EXTRAIT DU DOCUMENT ->
++++
Pour débuter, tu écrivis ce livre «La dianétique» qui serait passé pour un mauvais livre de SF venant lui aussi grossir les rangs des 90% si tu ne l'avais prétendu authentique. La dianétique est une science, disais-tu sur tous les tons. Une science qui guérit toutes les maladies sans le moindre médicament. Un mélange de panacée universelle et d'Eldorado, en somme. A condition que les gens te croient. Un mois avant la sortie de ton livre, tu réussis à convaincre John Campbell (rédacteur en chef d'Astounding qui était la plus importante revue SF de l'époque) que tout cela reposait sur des bases scientifiques extrèmement rigoureuses. Campbell était féru de nouvelles sciences et il plongea à pieds joints dans ton invention. Astounding publia même un article dithyrambique sur le sujet. Les ventes de ton bouquin explosèrent et tu mis en place ton organisation. Soigner les gens avec la dianétique, sans médicament, mais en payant grassement son auteur.
Rappelons à toutes fins utiles que le principe fondamental de la dianétique est que pour se soigner, on doit penser positivement qu'on n'est pas malade. En France, on a appelé ça la méthode Coué et cela fait rire toute le monde.
Au bout de quelques temps, ton organisation commerciale périclita suite à une gestion calamiteuse et un FISC US que tu jugeais trop gourmand. Les églises n'étant pas imposées, changeons la dianétique en église. La scientologie était née et tu avais enfin appliqué ton conseil pour faire fortune.
++++
CONSIGNE -> Relevez tous les verbes conjugués au passé simple dans l'extrait sur la dianétique.

DONNÉES BRUTES ->
++++
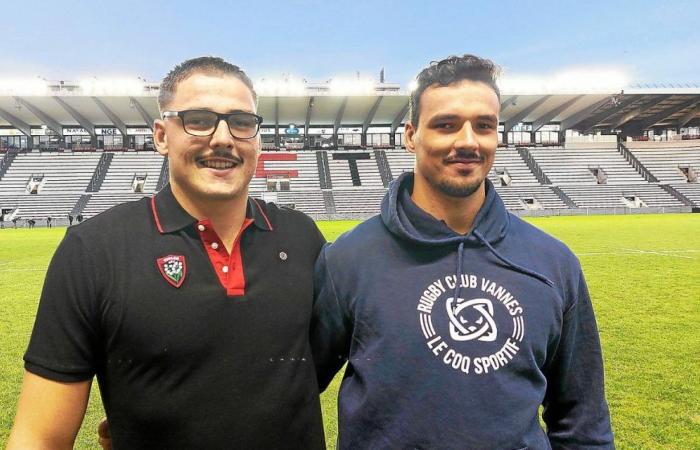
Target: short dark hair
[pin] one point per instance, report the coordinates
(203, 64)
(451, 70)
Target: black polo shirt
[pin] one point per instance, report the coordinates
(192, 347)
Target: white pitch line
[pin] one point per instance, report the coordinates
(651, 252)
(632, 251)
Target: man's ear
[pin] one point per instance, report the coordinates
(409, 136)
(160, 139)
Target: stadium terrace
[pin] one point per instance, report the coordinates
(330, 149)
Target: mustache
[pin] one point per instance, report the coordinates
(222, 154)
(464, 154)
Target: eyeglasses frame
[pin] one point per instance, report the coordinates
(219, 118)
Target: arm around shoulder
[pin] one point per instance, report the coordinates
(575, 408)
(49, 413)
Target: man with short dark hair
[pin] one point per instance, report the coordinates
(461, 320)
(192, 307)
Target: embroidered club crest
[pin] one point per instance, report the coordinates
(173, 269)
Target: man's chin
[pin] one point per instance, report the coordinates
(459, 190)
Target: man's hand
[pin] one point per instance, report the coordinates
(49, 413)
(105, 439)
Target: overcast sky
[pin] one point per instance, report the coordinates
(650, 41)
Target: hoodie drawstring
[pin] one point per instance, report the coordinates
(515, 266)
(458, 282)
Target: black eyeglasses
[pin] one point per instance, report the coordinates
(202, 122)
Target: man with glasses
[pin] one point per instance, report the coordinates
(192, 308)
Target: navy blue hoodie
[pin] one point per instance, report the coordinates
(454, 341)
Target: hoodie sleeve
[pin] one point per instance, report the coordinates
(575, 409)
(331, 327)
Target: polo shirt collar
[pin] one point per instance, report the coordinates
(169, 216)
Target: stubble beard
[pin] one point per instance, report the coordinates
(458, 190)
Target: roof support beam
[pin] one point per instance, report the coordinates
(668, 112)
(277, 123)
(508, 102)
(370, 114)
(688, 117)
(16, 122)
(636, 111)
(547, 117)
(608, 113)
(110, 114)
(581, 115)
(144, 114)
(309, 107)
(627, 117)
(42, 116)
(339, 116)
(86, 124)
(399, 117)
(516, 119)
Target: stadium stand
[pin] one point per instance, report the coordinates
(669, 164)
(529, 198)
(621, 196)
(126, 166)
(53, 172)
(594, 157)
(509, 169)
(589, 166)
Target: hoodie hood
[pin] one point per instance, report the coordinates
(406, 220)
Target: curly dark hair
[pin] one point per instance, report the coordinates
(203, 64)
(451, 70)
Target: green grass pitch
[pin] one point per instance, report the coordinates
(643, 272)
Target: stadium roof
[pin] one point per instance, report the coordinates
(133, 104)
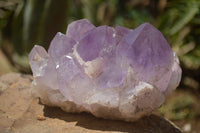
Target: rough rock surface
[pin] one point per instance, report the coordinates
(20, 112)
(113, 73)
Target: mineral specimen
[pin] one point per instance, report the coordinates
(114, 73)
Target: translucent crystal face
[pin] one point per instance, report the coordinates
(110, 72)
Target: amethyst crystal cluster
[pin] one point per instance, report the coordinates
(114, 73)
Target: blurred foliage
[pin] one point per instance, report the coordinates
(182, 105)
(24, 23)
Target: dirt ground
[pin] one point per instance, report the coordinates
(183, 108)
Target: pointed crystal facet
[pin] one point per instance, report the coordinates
++++
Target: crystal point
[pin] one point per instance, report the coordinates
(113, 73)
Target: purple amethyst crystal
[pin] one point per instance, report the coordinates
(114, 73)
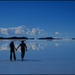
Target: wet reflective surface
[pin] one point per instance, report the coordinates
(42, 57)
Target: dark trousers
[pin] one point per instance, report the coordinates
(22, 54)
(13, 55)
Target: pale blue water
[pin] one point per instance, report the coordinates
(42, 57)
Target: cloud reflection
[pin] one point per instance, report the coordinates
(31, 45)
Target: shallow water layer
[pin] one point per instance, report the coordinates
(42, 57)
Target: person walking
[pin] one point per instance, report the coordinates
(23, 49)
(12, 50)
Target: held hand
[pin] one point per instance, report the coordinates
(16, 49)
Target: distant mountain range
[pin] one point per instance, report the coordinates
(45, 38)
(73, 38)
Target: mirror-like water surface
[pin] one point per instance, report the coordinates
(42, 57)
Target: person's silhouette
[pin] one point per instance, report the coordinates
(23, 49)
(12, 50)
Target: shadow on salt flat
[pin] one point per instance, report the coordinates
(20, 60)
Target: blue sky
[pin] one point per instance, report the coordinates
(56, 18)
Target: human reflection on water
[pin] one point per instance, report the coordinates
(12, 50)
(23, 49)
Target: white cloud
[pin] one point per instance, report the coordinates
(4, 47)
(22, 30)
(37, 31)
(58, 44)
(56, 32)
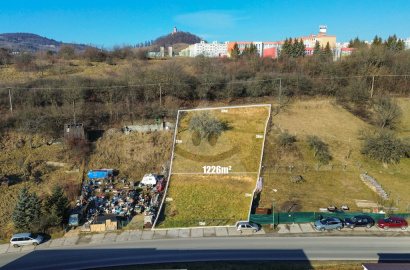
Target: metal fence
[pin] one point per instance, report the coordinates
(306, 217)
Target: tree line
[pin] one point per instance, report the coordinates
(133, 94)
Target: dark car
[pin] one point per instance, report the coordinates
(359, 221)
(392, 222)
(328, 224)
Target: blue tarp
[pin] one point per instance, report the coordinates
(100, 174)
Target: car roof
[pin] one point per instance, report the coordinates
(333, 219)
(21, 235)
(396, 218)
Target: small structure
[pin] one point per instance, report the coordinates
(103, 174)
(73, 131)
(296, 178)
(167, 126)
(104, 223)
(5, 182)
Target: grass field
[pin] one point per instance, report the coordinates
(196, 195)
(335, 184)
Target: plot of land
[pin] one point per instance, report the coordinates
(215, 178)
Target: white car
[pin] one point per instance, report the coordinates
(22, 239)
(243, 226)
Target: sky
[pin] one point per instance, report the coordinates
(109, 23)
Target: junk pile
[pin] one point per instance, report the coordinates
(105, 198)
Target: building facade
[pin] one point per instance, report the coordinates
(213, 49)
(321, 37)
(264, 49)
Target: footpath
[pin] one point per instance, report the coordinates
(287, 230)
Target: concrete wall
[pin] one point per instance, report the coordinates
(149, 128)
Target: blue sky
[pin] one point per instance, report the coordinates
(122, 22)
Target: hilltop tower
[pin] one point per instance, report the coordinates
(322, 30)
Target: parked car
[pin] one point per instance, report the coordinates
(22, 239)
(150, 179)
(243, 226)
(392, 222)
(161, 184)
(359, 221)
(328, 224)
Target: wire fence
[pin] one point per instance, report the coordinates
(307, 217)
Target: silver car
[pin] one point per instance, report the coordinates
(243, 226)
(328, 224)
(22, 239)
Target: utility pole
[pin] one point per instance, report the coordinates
++++
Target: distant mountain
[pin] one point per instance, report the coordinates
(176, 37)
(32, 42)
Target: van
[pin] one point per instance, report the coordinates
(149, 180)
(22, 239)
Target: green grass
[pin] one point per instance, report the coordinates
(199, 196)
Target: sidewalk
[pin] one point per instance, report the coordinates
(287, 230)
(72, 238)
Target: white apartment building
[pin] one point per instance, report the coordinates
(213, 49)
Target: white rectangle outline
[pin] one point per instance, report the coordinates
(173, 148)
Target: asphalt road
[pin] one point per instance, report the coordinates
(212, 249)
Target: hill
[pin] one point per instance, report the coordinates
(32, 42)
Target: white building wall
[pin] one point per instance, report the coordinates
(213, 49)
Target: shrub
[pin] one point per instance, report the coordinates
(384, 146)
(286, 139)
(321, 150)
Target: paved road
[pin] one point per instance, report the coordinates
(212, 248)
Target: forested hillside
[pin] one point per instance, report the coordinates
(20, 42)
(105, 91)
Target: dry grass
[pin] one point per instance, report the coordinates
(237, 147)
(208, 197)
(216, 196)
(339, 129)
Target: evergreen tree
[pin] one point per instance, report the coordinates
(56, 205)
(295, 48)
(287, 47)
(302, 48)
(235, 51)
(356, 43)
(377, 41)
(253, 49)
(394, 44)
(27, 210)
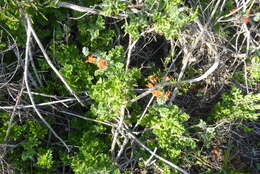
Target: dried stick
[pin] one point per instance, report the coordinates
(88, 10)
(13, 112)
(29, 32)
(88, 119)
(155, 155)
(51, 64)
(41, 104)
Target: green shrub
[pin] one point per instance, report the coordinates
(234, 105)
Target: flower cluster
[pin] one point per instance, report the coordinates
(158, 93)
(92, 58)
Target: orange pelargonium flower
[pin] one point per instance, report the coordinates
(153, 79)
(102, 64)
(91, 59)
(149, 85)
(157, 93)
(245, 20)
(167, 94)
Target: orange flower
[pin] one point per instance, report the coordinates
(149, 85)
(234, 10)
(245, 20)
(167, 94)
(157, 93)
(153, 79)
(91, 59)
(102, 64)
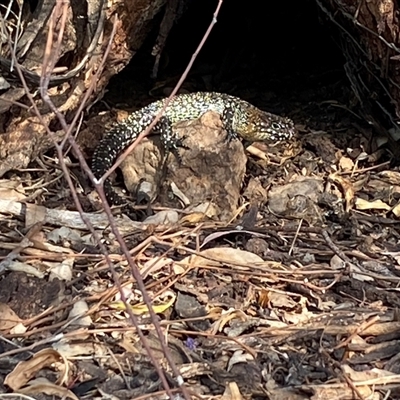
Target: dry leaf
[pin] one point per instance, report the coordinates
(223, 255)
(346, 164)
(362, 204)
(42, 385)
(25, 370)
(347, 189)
++++
CORRIGÉ -> écrivis, réussis, plongea, publia, explosèrent, mis, périclita